** TESTO FORNITO **
Aggiornamento del 5 marzo 2024

Lunedì 4 marzo un gruppo di 143 donne indigene della Groenlandia ha intrapreso un’azione legale contro la Danimarca, chiedendo un pagamento collettivo di quasi 43 milioni di corone danesi (5,7 milioni di euro) e affermando che i loro diritti umani sono stati violati quando sono state dotate di dispositivi contraccettivi intrauterini a loro insaputa o senza il loro consenso.

Articolo del 6 ottobre 2023.

67 donne groenlandesi potrebbero fare causa alla Danimarca. Il motivo? I medici avrebbero impiantato loro la spirale contraccettiva senza consenso.

Secondo quanto riferito, la contraccezione forzata, il cui obiettivo era ridurre la popolazione della Groenlandia, avrebbe interessato 4.500 donne tra il 1966 e il 1970. Alcune di loro avevano solo 12 anni all’epoca.

A Naja Lyberth, la prima donna che ha accusato lo Stato di sterilizzazione concordata, le è stata impiantata una IUD durante una visita medica scolastica, senza il suo consenso. Ci sono voluti 6 anni, però, perché la sua storia e quella di tantissime donne come lei attirasse l’attenzione del grande pubblico, grazie al podcast investigativo Spiralkampagnen (“La campagna IUD”) di 2 giornaliste della Deutsche Broadcasting Corporation (DR), Celine Klint e Anne Pilegaard Petersen.

Dati di puntamento sulle regioni:

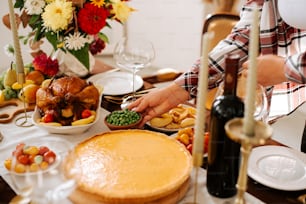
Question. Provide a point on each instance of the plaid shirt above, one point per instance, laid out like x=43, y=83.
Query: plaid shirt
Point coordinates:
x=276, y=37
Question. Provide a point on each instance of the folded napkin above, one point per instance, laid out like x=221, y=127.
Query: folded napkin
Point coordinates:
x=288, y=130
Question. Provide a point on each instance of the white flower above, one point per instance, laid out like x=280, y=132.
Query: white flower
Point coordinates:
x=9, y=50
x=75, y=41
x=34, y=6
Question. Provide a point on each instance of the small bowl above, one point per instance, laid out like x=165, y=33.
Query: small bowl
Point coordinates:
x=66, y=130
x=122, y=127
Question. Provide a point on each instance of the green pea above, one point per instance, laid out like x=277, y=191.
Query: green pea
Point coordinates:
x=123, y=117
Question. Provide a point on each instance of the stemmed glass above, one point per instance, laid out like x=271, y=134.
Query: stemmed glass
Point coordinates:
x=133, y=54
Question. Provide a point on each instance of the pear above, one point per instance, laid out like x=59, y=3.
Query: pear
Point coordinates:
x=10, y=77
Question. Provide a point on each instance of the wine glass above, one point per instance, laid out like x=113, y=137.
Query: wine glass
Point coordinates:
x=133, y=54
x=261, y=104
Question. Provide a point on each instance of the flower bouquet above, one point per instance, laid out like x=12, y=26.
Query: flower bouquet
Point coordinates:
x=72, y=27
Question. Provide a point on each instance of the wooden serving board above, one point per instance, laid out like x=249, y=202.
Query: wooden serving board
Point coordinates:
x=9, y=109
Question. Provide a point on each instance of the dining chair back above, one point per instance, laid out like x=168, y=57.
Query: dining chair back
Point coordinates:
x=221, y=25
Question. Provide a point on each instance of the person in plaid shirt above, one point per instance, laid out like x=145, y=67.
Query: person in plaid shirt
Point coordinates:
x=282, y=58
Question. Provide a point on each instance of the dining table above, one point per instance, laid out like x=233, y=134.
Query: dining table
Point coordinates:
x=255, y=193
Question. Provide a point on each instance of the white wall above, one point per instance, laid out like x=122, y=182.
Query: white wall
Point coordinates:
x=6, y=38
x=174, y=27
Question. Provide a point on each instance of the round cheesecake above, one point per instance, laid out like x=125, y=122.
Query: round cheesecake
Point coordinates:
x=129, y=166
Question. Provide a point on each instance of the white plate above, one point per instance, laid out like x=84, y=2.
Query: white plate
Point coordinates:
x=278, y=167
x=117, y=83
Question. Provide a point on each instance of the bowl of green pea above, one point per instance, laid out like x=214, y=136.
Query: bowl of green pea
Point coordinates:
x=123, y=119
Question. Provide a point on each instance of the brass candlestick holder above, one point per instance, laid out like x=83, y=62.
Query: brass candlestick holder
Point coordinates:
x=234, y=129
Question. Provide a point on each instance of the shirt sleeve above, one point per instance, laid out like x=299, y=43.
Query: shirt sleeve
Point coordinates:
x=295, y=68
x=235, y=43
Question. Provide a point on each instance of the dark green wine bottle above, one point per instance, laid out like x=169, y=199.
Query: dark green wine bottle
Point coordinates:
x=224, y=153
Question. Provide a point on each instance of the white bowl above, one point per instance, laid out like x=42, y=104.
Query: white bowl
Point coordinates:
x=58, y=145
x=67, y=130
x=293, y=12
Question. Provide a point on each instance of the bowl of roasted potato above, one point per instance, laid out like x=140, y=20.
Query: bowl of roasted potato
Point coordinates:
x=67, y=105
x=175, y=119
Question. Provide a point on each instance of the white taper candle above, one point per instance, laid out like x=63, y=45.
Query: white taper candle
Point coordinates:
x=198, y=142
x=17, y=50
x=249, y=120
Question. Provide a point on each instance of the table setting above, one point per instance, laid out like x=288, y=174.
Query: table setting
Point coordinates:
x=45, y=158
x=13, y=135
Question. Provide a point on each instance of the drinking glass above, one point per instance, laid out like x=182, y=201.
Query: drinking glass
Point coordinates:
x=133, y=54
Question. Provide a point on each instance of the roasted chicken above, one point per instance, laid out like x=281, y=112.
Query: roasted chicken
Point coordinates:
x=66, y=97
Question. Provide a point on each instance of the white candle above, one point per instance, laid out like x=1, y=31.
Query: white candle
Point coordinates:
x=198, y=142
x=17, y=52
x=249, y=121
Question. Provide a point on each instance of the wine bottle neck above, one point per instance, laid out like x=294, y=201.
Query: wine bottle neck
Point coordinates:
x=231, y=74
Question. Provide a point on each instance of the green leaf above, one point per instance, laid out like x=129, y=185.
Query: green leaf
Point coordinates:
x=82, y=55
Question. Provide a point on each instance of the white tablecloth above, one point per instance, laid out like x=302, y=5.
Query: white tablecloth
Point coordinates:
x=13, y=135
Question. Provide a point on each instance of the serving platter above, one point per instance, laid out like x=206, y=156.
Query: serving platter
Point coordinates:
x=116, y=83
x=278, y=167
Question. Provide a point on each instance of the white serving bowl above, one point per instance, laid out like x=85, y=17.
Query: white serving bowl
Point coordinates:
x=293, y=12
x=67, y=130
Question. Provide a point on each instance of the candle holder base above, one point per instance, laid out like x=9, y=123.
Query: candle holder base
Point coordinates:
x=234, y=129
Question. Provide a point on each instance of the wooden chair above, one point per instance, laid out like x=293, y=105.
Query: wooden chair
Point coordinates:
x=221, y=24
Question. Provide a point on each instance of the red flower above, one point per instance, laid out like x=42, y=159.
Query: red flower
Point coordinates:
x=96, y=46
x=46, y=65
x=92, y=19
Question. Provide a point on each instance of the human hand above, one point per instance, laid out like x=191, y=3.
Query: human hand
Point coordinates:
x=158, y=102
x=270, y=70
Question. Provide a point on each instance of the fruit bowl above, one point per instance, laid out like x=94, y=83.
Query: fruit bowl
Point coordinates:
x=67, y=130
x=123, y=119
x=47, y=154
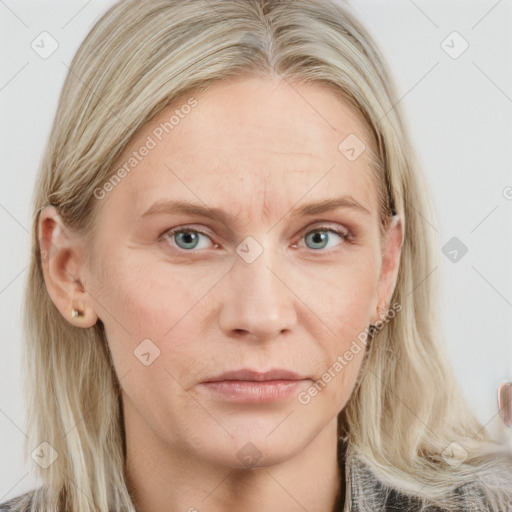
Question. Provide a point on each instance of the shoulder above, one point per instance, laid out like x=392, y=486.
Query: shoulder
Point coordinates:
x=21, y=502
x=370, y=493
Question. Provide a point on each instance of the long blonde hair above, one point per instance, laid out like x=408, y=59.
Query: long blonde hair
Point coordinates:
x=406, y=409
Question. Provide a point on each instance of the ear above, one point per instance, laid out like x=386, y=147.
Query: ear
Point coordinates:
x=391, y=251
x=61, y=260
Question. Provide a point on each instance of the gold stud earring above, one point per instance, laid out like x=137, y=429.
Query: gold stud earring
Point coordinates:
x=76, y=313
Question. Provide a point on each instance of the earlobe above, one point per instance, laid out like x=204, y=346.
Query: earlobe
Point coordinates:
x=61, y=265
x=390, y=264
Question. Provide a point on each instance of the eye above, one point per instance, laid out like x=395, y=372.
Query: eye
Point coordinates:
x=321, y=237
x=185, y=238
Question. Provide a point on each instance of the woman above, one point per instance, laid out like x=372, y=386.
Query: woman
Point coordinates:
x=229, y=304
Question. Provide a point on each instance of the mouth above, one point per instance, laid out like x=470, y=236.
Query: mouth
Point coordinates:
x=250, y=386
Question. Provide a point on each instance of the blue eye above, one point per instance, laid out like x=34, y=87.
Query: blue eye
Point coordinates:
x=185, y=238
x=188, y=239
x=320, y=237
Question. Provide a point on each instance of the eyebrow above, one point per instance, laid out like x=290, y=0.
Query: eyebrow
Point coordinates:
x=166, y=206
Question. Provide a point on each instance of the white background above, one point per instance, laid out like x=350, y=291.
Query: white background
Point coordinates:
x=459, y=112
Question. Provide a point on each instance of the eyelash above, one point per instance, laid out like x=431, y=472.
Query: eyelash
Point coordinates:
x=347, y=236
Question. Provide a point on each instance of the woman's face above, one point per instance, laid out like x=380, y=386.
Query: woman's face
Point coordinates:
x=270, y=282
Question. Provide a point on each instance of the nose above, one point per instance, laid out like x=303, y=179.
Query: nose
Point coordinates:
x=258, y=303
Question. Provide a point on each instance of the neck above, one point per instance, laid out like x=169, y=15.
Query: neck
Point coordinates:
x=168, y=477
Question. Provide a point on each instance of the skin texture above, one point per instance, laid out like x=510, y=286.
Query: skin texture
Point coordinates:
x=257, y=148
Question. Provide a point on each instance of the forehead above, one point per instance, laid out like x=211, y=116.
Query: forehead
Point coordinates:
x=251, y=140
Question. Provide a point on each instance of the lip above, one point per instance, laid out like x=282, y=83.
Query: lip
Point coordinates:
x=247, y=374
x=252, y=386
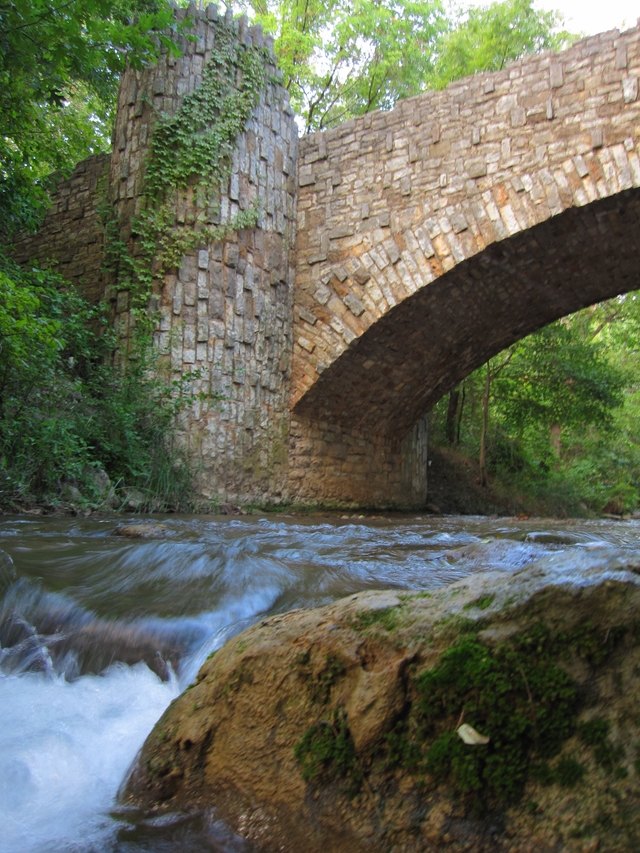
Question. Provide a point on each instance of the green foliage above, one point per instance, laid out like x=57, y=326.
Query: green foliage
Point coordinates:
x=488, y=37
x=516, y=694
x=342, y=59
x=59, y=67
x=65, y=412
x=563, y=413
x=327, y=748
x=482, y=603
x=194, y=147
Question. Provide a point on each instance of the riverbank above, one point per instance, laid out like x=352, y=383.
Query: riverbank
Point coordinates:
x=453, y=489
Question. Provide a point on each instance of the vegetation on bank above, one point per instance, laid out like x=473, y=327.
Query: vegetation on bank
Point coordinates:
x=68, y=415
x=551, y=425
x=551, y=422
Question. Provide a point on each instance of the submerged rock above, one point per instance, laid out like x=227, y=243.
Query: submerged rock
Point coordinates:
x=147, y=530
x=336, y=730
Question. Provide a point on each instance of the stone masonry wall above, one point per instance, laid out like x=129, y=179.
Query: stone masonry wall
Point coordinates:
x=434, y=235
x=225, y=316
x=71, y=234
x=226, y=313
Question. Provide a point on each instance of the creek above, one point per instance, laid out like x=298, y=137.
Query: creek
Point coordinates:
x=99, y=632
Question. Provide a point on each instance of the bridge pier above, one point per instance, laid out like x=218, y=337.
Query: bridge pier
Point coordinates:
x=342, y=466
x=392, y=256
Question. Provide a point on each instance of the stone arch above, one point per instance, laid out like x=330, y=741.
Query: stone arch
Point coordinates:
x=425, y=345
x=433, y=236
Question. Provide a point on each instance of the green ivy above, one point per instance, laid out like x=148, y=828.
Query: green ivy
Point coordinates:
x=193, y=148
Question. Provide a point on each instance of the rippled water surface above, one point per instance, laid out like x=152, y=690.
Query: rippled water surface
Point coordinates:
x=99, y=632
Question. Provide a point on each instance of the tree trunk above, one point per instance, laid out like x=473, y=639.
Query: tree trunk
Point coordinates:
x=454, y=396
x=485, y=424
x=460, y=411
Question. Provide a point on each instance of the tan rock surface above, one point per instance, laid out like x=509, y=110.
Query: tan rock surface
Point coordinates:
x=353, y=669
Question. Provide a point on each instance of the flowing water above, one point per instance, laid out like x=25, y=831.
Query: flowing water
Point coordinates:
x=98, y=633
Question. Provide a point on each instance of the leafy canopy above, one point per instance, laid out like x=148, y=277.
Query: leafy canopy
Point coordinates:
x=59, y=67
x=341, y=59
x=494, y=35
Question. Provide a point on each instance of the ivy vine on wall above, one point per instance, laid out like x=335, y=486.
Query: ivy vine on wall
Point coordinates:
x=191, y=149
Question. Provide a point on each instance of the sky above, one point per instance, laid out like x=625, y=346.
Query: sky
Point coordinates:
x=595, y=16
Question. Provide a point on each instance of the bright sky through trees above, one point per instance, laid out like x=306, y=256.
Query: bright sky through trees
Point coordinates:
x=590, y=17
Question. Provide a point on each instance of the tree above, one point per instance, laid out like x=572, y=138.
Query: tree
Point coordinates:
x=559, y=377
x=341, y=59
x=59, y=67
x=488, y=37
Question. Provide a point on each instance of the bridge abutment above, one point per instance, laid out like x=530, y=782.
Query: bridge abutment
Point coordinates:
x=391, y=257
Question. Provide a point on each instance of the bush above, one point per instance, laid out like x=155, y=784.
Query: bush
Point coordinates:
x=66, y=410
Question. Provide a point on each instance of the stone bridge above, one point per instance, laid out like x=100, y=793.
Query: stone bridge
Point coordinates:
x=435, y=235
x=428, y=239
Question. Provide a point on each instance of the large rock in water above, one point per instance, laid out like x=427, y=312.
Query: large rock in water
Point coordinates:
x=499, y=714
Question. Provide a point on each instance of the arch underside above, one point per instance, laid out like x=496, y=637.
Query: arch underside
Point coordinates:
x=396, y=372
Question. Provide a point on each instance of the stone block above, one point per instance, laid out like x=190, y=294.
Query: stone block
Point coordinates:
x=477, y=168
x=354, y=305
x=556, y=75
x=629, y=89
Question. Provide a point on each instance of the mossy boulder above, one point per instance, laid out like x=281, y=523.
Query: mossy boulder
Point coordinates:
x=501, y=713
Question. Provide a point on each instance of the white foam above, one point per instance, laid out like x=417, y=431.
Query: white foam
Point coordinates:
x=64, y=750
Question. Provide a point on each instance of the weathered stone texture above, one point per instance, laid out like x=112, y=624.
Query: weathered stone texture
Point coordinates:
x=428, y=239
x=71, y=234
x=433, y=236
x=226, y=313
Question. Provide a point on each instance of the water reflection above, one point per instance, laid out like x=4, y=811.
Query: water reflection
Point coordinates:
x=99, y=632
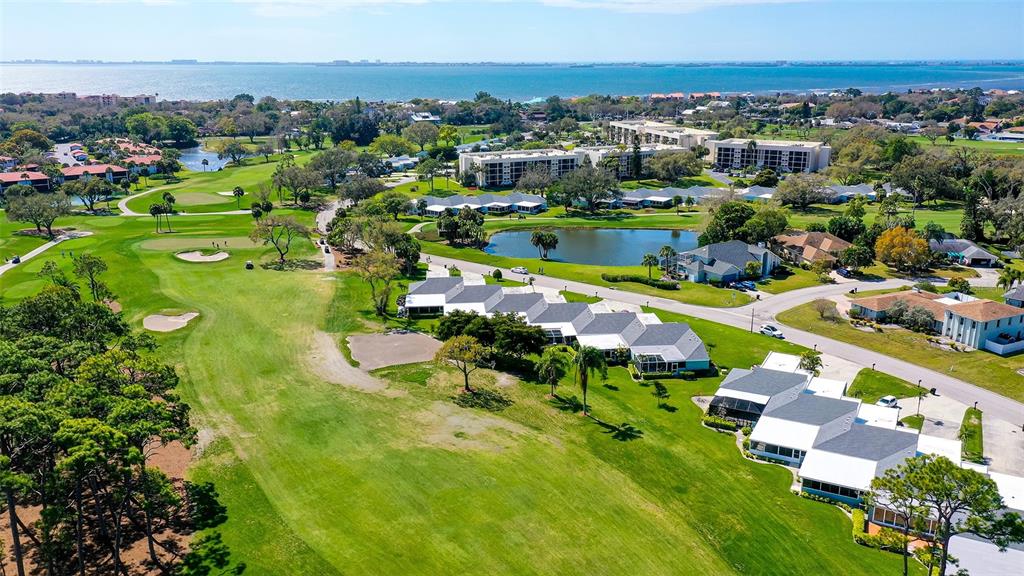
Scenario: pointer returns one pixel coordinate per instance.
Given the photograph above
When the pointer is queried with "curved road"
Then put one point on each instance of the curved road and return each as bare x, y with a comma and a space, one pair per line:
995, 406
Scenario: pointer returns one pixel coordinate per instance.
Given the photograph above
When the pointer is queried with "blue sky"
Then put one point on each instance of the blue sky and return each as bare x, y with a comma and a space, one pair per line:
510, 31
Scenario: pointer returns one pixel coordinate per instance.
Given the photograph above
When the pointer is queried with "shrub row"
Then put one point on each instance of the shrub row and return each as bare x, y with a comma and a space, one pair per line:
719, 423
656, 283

** DETTAGLI DEL COMPITO **
Prosegui l'articolo sulle spirali impiantate senza consenso alle donne groenlandesi, riprendendo dopo l'ultima frase riportata. Le righe non servono a nulla in questo lavoro.

** RISPOSTA **
Il podcast, pubblicato nel maggio 2022, ha rivelato come migliaia di donne e ragazze groenlandesi non abbiano mai dato il loro consenso informato alla IUD e come ad alcune donne sia stato addirittura impiantato dopo il parto a loro insaputa. Un ex medico in Groenlandia, Hans Jørgen Fenger, ha spiegato che il suo superiore in ospedale gli aveva detto che per un periodo di tempo le spirali venivano impiantate di routine su pazienti di sesso femminile senza che la paziente ne fosse a conoscenza o senza il suo consenso.

Un’altra fonte ha descritto come i medici scherzassero sul fatto che quando una donna consultava un dottore per un dito gonfio avrebbe lasciato la consultazione con la spirale impiantata.

Dopo la pubblicazione del podcast, un ginecologo ha detto alla Broadcasting Corporation della Groenlandia che ancora oggi si trovano dispositivi intrauterini in donne che non erano consapevoli della loro presenza. “Solo poche donne che hanno appena partorito hanno lasciato l’ospedale senza problemi, e lo stesso vale per le donne che hanno abortito”, spiegava in un articolo nel 1977 Jens Misfeldt, ex medico in Groenlandia.

Ora, alcune vittime vogliono giustizia: se il Governo rifiuterà la loro richiesta di risarcimento per una “violazione” che ha avuto gravi conseguenze sulle loro vite (quantificata in circa 40.000€) lo porteranno in tribunale. «I nostri avvocati sono assolutamente sicuri che i nostri diritti umani e la legge siano stati violati», ha detto Lyberth al Guardian, aggiungendo che, sebbene lei fosse riuscita ad avere un figlio, altre persone hanno scoperto di non essere in grado di concepire. «È stato come sterilizzare le ragazze fin dall’inizio».

Dopo l’impianto molte donne hanno riportato forti dolori, emorragie interne e infezioni addominali. Altre dovuto subire l’asportazione dell’utero o non sono state in grado di concepire o portare a termine la gravidanza. Sono state lasciate sole, senza le cure necessarie.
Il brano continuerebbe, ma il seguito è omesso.